__Given information__
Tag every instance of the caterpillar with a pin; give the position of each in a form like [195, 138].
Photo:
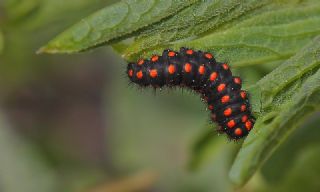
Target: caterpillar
[199, 71]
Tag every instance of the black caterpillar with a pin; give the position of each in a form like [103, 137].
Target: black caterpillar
[229, 105]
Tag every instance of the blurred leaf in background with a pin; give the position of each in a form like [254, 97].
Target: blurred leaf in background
[83, 117]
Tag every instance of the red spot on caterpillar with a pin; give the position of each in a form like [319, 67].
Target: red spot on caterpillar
[231, 124]
[227, 112]
[139, 74]
[201, 70]
[248, 125]
[140, 62]
[171, 69]
[243, 108]
[189, 51]
[171, 54]
[208, 55]
[154, 58]
[221, 87]
[243, 94]
[225, 99]
[153, 73]
[225, 66]
[130, 73]
[238, 132]
[244, 118]
[187, 67]
[237, 80]
[213, 76]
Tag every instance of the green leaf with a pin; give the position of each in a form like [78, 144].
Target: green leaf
[277, 168]
[267, 37]
[191, 22]
[113, 22]
[284, 98]
[19, 162]
[205, 146]
[1, 42]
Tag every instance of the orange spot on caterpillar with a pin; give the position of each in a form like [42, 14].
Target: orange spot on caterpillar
[154, 58]
[187, 67]
[237, 80]
[238, 131]
[225, 66]
[140, 62]
[202, 69]
[231, 123]
[189, 51]
[153, 73]
[171, 69]
[130, 73]
[139, 74]
[225, 99]
[171, 54]
[221, 87]
[213, 117]
[213, 76]
[208, 55]
[243, 94]
[243, 108]
[227, 112]
[244, 118]
[248, 125]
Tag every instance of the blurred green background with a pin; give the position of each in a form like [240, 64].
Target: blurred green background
[73, 122]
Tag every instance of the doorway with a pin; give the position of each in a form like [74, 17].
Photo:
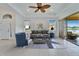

__Brief__
Please rewrite all of the data above, changing every "caterpillar" to "larva" and leaving everything else as it is. Omit the pictures.

__Exercise result__
Tag every instance of the larva with a pin; give the position of each in a form like [195, 138].
Photo:
Target: larva
[199, 71]
Tag every instance of the black larva with a pin; give the position of each in a form like [103, 137].
Target: black larva
[229, 105]
Tag every instance of the blurred leaf in background with a pin; give the position of each in a form like [254, 97].
Target: blurred leaf in background
[83, 117]
Tag every instance of the red spot on larva with a pin; give the position of each in a form like [319, 67].
Target: red spot on larva
[231, 124]
[227, 112]
[139, 74]
[201, 70]
[248, 125]
[140, 62]
[171, 69]
[243, 108]
[189, 51]
[171, 54]
[208, 55]
[154, 58]
[221, 87]
[243, 94]
[225, 99]
[153, 73]
[225, 66]
[130, 73]
[238, 132]
[244, 118]
[187, 67]
[237, 80]
[213, 76]
Tag every instance of the green leaf with a pin; give the position of each in a form like [78, 144].
Target: green leaf
[277, 168]
[267, 37]
[191, 22]
[113, 22]
[284, 98]
[19, 162]
[205, 146]
[1, 42]
Tag every instance of the orange spot on larva with a pin; give the position of each in a form like [42, 14].
Target: orange spot on larva
[154, 58]
[187, 67]
[237, 80]
[238, 131]
[225, 66]
[140, 62]
[202, 69]
[231, 123]
[189, 51]
[153, 73]
[171, 69]
[130, 73]
[139, 74]
[225, 99]
[171, 54]
[221, 87]
[213, 117]
[213, 76]
[208, 55]
[243, 94]
[243, 108]
[227, 112]
[244, 118]
[248, 125]
Tag every instance of the blurred green background with a pin; give the position of each in a form like [240, 64].
Target: blurred green background
[73, 122]
Tag every instance of the doorway with a pin; give the position of each in a form like [74, 17].
Photo:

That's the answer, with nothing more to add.